Passage to read:
·····

Written by Dave Stevenson

Welcome to Part 2 of our discussion regarding appropriate rain screen and venting applications for SIP walls. You may recall that in the previous blog we dealt with HVAC requirements for buildings built with Insulspan SIPs. [SIP Ventilation Part 1]

Venting (rain screen) requirements for SIP wall designs
The short answer to the question whether exterior wall cladding design requires venting is ‘No’. SIP walls don’t always have to be vented, but because all exterior claddings pass some rain water, especially wind driven rain, SIP wall design should always include some form of a secondary drainage plane. A ‘drainage plane’ is defined as any water repellent material, such as building paper or house-wrap, that is located behind the cladding and designed to drain water that gets past the cladding downwards and outwards.

Whether ventilation in the form of an air space is required between the sheathing and the cladding depends partially on the type of siding being applied, the climate where you are building, and also on what the local building code has to say about the matter.

I can’t comment on every local building code, except to say that the builder should be aware of the specific requirements and apply the cladding accordingly.

As for the type of cladding being applied, only vinyl and aluminum siding should be applied over a sheathing membrane applied to the exterior OSB facer of a SIP wall. This is because they are inherently ‘back ventilated’ due to their profile.
Wood siding and cement fiber board siding should be furred out using spacer strips that are applied over the drainage plane and can be as thin as ¼”, but again this will depend upon the local code requirements and cladding suppliers’ requirements.

For cedar shingles, stucco and stone veneers – drainage mats made of polypropylene mesh resembling large rolls of plastic Brillo pad® work very well. The cedar shingles can be applied directly over the drainage mats, but with the stucco and stone finishes, a layer of ‘tar paper’ should be installed over the mat to keep it from becoming clogged. (Reference Builder’s Guide to Structural Insulated Panels by Joseph Lstiburek).

In summary; although not all cladding requires venting in the form of an air space, all exterior claddings do pass some rain water. So especially in areas where rain is common, it is probably prudent to couple the secondary drainage plane with a vented air space behind the cladding, regardless of what material is used.

·····

Data in this exercise:
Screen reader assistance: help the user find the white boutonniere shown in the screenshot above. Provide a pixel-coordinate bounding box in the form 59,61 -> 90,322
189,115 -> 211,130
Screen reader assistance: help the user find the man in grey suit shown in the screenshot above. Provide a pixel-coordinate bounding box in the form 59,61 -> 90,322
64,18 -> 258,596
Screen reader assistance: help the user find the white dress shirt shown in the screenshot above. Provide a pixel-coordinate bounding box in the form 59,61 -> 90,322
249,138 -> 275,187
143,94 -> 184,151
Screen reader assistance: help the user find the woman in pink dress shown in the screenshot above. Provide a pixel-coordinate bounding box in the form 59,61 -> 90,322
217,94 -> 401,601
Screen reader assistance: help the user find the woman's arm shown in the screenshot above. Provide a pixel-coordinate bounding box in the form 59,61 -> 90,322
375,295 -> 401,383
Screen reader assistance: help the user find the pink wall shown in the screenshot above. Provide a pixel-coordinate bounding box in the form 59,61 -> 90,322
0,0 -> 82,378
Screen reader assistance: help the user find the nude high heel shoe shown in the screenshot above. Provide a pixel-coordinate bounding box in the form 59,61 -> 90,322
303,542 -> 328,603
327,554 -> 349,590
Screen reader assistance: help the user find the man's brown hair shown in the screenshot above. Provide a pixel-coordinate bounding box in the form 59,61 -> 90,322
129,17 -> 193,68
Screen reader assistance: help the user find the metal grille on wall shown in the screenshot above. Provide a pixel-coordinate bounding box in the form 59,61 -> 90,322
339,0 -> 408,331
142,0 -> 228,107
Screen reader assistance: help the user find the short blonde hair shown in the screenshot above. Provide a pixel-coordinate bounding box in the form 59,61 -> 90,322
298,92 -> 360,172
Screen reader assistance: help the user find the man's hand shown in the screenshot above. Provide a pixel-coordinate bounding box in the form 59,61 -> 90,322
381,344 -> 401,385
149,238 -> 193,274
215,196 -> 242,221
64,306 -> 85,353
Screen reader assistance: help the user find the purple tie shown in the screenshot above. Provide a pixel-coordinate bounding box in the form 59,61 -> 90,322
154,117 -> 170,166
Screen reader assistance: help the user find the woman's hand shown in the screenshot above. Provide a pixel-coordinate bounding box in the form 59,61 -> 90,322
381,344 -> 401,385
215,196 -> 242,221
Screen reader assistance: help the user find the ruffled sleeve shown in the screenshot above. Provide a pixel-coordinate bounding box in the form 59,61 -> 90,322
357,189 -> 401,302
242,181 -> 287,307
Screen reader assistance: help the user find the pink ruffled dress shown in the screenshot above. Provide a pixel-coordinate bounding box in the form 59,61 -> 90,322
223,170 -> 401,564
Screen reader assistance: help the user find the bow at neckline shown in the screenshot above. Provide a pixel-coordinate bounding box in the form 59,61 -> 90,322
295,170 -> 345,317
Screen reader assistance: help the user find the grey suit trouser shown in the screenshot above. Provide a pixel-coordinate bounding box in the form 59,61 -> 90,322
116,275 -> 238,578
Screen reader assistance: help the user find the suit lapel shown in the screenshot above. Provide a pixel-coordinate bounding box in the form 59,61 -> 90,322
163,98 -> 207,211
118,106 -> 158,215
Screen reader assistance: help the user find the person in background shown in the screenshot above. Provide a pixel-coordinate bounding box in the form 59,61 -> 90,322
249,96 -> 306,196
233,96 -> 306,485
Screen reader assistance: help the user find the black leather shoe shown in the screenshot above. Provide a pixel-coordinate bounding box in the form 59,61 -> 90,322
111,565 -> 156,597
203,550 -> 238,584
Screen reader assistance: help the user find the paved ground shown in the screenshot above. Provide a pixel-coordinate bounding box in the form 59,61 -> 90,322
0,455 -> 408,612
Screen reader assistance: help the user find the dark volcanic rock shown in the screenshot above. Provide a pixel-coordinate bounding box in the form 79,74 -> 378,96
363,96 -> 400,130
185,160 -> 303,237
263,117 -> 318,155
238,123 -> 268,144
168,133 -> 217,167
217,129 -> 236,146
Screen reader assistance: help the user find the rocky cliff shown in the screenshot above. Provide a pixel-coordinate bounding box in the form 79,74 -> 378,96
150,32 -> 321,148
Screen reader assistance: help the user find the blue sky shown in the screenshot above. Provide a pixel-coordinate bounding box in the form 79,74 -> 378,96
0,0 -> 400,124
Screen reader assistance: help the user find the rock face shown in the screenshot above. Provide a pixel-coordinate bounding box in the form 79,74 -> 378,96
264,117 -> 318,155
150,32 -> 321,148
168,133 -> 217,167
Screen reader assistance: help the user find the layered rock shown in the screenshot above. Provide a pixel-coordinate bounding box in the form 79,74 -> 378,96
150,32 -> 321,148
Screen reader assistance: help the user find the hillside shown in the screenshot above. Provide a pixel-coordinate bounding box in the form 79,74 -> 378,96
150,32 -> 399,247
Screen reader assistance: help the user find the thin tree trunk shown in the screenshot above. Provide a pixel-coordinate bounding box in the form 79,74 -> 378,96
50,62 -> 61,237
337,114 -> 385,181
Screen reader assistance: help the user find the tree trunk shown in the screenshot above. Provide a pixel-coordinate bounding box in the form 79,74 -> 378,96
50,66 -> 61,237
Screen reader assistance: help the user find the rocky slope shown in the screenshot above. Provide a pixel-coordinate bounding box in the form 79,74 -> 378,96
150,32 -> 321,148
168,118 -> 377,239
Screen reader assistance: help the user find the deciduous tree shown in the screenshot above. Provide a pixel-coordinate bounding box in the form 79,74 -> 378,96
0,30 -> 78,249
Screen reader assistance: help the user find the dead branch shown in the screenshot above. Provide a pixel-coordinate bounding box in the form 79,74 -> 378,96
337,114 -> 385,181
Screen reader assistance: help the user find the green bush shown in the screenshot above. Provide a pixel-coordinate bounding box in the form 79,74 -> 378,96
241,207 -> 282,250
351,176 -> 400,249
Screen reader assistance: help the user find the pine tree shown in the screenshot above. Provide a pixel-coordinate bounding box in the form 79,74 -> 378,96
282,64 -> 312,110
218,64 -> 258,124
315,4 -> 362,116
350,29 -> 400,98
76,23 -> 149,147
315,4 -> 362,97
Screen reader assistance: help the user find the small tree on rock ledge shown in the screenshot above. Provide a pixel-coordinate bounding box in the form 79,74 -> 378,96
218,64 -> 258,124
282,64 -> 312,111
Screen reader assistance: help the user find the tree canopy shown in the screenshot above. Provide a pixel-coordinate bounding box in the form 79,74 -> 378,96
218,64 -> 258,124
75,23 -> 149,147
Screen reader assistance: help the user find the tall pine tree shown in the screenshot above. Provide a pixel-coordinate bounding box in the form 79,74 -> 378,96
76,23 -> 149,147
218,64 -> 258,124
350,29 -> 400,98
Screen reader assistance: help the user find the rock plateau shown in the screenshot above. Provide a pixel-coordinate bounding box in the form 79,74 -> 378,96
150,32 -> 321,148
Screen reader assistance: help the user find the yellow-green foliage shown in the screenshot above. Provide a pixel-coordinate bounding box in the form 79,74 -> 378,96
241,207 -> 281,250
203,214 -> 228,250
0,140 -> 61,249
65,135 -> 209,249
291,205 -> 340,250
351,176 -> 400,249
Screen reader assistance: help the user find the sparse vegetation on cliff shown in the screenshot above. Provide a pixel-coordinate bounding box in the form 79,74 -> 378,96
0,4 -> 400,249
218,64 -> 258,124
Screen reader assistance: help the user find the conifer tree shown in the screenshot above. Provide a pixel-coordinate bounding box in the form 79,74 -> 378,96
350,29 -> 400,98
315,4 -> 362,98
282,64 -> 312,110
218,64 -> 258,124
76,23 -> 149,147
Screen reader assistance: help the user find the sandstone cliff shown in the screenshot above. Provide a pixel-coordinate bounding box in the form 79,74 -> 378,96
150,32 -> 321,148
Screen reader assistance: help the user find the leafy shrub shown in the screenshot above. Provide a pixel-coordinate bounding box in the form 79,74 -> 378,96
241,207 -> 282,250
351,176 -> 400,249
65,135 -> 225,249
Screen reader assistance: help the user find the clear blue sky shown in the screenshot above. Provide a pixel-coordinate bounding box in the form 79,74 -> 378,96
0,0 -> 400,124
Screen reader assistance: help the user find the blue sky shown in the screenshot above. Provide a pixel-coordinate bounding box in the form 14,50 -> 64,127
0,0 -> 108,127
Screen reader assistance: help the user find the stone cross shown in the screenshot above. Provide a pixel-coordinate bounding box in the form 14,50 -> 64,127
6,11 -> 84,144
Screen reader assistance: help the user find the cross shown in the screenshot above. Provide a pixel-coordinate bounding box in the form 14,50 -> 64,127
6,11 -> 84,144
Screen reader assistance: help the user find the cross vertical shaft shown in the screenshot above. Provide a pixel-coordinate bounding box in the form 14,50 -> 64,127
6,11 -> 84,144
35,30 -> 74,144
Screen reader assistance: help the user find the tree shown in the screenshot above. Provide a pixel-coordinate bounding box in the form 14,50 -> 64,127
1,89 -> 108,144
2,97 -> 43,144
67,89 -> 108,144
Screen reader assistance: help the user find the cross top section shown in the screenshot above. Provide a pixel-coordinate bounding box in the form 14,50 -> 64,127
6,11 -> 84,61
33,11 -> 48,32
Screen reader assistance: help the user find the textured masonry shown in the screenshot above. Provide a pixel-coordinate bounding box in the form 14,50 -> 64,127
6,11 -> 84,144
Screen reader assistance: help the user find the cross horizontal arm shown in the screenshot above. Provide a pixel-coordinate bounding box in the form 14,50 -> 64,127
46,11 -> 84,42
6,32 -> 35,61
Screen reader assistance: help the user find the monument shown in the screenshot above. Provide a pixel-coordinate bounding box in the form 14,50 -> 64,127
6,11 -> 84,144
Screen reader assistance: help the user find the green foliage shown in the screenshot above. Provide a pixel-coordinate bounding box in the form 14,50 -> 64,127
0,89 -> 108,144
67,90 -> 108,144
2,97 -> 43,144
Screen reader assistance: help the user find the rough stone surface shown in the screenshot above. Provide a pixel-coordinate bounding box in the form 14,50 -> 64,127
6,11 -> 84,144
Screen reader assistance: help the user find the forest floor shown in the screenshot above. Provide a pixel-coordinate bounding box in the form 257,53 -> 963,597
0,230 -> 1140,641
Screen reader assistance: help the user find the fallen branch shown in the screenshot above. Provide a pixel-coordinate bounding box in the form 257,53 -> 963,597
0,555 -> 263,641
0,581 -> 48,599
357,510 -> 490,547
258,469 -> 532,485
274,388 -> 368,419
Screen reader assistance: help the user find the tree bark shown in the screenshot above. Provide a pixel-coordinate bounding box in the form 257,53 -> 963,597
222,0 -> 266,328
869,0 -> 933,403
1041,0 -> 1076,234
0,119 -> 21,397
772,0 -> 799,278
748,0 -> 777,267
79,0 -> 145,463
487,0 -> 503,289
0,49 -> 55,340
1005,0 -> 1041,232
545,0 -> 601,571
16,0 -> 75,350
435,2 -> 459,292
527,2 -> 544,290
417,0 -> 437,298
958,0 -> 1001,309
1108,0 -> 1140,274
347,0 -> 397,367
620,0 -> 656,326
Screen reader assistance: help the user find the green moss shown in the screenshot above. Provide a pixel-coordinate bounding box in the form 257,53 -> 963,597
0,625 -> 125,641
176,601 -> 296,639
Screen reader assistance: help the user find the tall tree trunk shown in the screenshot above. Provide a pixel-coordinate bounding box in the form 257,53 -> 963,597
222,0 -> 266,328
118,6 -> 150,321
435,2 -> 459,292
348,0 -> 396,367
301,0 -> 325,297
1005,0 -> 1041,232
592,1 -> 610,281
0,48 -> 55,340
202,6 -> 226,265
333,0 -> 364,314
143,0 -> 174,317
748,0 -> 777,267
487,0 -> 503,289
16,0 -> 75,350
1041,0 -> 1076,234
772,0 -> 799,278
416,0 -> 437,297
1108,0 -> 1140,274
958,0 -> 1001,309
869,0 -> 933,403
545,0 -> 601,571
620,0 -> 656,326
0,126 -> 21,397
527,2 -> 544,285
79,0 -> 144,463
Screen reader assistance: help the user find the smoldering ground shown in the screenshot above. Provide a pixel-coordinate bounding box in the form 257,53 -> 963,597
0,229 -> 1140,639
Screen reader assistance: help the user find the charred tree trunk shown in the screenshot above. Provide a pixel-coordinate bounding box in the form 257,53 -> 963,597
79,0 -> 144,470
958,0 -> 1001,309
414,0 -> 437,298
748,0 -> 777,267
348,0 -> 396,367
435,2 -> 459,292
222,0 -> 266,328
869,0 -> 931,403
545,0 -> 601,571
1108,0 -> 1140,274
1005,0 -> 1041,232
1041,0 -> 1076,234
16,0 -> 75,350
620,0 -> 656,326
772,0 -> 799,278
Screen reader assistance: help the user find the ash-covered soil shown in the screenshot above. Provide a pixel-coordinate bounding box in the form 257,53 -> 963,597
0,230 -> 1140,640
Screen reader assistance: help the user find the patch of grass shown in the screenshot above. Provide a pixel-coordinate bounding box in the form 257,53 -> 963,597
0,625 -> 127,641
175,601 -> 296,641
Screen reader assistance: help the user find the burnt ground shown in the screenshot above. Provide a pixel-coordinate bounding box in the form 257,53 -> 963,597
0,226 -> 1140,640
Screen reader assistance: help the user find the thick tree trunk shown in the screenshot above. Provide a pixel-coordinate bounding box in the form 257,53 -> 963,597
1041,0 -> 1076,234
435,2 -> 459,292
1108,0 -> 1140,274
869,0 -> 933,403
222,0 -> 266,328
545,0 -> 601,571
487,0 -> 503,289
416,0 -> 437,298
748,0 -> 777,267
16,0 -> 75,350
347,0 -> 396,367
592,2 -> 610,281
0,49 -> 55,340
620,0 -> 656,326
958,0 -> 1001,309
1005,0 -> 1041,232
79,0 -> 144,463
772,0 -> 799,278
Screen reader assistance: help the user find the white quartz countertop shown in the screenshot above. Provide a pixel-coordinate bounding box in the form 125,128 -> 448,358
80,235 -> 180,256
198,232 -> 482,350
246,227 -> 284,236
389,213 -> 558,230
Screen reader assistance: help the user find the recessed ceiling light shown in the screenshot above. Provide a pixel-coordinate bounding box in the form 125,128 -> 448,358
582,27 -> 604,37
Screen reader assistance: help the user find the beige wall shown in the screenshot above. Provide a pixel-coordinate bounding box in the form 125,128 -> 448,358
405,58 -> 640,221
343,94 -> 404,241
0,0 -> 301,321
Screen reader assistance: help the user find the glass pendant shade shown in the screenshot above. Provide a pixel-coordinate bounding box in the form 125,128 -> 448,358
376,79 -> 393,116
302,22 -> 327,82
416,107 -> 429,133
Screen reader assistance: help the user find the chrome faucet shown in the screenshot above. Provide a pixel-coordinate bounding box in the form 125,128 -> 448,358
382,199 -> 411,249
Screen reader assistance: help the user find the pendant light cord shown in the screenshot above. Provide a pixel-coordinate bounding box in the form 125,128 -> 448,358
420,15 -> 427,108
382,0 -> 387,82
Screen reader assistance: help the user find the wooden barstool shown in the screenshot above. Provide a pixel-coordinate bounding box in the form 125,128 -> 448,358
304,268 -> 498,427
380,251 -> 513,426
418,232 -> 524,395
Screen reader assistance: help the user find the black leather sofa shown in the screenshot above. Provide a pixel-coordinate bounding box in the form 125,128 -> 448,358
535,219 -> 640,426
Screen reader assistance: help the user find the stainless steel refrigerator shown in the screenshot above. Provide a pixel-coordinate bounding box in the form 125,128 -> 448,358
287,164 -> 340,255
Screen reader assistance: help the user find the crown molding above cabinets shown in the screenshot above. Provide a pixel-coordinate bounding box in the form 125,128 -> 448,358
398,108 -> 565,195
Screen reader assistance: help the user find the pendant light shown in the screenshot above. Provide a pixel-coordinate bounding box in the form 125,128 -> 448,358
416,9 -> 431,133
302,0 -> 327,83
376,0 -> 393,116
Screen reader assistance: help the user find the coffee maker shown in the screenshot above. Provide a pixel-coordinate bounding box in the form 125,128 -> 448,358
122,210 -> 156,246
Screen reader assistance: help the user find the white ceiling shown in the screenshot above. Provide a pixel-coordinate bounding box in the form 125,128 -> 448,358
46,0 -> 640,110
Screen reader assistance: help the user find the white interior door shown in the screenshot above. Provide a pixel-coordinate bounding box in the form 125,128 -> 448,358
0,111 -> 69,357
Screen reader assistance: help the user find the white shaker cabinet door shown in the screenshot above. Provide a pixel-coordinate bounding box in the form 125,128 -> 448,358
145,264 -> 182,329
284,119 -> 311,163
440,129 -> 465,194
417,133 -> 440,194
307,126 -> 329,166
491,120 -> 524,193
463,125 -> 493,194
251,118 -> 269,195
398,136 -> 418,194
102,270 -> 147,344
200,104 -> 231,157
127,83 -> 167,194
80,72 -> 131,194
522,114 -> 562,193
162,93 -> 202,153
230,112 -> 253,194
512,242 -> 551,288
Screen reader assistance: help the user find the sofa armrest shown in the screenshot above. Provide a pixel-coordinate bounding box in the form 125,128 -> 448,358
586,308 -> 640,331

·····

Exercise task A: According to the article on venting SIP walls, which two kinds of siding are inherently back ventilated because of their profile?
Exercise task B: Render the records as a JSON list of strings, one string per line with blank lines omitted. Begin at the first line of the records and stop after the line that contains "375,295 -> 401,383".

Worked answer A: Vinyl and aluminum siding.

Worked answer B:
[
  "Screen reader assistance: help the user find the white boutonniere shown in the screenshot above. Provide a pixel-coordinate bounding box in the form 59,61 -> 90,322",
  "189,115 -> 211,130",
  "Screen reader assistance: help the user find the man in grey suit shown in the screenshot above. Provide a pixel-coordinate bounding box in the form 59,61 -> 90,322",
  "64,18 -> 258,596",
  "Screen reader assistance: help the user find the white dress shirt shown in the screenshot above. Provide a pixel-coordinate bounding box in the form 59,61 -> 90,322",
  "249,138 -> 275,187",
  "143,94 -> 184,151",
  "Screen reader assistance: help the user find the woman in pink dress shown in the screenshot above. Provide a pixel-coordinate bounding box in the form 59,61 -> 90,322",
  "217,94 -> 401,601",
  "Screen reader assistance: help the user find the woman's arm shown in the screenshot above. Provide a pixel-coordinate bounding box in the form 59,61 -> 90,322",
  "375,295 -> 401,383"
]